▸ **Set task**: Gather every line of the records below that contains the string "hillside", and copy each one. Case counts.

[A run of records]
□ □ □ □
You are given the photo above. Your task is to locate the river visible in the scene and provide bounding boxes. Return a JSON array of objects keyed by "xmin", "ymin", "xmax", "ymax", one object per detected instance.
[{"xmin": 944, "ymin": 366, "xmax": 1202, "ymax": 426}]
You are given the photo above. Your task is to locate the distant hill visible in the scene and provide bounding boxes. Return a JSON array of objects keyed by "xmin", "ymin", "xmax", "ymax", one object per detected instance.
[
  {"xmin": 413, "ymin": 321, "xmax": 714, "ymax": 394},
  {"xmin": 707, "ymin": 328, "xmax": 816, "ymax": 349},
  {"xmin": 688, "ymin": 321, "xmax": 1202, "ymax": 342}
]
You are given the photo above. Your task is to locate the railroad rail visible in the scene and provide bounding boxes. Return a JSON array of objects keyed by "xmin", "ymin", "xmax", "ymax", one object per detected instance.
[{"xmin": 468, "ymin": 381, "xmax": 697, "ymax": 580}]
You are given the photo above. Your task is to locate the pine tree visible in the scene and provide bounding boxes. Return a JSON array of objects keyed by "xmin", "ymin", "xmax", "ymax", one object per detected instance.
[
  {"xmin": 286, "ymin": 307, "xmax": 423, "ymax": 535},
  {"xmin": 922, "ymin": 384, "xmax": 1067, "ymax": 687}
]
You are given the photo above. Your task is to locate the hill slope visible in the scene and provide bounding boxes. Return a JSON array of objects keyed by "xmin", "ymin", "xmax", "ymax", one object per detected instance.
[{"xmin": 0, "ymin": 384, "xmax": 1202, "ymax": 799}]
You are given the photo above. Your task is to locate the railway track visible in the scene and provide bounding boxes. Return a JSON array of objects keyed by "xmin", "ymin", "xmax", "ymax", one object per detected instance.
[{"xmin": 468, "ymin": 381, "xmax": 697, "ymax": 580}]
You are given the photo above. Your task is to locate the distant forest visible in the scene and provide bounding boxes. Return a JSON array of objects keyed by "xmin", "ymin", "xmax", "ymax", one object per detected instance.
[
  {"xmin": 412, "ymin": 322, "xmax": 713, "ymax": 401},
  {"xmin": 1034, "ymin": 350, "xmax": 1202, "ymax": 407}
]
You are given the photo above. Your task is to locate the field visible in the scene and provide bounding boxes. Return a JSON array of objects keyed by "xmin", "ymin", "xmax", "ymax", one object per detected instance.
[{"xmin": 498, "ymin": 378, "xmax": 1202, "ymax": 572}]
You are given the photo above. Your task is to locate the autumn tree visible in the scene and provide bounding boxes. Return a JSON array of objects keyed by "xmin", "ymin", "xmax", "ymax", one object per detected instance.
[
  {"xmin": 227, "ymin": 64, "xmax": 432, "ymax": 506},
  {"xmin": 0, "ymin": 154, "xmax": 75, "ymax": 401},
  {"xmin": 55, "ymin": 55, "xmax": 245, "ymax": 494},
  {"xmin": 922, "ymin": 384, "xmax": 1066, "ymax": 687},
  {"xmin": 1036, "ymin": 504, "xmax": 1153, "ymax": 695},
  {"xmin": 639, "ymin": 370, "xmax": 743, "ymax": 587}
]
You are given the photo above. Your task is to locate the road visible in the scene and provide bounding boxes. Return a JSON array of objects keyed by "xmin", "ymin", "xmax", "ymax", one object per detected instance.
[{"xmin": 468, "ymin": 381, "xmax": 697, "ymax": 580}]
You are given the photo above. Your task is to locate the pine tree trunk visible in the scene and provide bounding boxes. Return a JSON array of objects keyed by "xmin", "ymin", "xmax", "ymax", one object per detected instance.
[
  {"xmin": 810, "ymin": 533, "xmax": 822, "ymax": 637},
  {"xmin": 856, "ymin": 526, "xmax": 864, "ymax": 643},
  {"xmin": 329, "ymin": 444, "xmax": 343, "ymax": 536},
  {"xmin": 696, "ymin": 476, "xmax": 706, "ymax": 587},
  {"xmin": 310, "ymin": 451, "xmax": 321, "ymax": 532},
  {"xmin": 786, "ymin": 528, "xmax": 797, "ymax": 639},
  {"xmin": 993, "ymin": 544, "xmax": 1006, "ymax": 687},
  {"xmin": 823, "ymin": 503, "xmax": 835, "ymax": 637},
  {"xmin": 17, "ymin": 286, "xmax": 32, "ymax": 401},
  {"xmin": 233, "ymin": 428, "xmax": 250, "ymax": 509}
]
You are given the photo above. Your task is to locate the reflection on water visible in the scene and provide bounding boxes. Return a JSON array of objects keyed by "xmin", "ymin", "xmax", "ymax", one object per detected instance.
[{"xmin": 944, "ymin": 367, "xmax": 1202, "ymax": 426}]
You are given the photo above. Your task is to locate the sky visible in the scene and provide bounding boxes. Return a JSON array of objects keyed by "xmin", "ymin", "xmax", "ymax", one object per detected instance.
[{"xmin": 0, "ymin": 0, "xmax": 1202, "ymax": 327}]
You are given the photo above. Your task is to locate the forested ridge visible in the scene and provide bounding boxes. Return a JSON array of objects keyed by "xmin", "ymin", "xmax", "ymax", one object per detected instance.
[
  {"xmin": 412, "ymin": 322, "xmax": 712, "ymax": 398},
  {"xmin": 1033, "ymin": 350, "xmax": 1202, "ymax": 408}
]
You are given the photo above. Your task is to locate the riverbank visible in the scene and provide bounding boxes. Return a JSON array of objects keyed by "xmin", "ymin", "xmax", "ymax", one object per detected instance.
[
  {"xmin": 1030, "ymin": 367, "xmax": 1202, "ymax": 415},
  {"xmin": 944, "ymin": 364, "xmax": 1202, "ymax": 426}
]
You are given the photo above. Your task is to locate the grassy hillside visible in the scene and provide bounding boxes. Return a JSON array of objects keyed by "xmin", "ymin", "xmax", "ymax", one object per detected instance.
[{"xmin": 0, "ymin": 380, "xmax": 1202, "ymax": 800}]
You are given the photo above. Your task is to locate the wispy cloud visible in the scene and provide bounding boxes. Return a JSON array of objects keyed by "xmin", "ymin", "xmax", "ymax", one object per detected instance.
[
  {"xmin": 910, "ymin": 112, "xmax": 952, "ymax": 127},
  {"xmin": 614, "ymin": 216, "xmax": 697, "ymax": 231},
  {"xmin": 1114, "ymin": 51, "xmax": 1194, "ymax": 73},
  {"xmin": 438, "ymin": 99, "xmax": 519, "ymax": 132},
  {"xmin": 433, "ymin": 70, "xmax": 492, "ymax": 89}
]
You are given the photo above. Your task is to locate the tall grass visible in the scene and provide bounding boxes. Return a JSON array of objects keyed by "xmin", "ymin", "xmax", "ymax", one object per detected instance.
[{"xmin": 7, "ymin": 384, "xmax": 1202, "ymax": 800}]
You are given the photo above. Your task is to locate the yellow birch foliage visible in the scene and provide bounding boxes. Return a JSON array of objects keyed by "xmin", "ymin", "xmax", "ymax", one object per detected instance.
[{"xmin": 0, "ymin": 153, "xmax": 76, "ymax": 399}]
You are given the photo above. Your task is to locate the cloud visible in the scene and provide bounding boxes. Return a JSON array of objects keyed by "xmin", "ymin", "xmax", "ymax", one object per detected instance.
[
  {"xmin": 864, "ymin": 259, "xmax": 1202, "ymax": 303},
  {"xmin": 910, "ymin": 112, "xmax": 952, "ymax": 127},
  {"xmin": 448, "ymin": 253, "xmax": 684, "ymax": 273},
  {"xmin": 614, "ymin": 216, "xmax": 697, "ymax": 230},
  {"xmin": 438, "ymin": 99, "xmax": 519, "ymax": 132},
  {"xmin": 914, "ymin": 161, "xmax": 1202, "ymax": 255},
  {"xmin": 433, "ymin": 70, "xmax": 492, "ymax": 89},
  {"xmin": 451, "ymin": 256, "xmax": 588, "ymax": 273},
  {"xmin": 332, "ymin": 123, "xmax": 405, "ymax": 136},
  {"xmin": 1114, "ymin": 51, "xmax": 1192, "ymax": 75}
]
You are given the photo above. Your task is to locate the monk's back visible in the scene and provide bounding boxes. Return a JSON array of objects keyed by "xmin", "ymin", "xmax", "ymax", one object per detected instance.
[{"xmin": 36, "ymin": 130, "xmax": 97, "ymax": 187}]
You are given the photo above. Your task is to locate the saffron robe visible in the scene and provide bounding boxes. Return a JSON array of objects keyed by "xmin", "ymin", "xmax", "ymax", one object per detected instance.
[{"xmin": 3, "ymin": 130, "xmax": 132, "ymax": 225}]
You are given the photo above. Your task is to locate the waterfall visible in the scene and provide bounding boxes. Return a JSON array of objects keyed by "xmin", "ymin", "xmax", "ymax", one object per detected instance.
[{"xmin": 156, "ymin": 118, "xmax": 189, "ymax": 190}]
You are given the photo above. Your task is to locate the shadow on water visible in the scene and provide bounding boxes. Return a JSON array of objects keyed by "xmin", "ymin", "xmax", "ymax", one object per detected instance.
□ □ □ □
▸ **Output below**:
You are given the photo above. Your task is to locate the grassy hillside visible in the scene and provide bounding boxes. Return a JSON array of objects keyed by "xmin", "ymin", "xmax", "ymax", one object per detected instance.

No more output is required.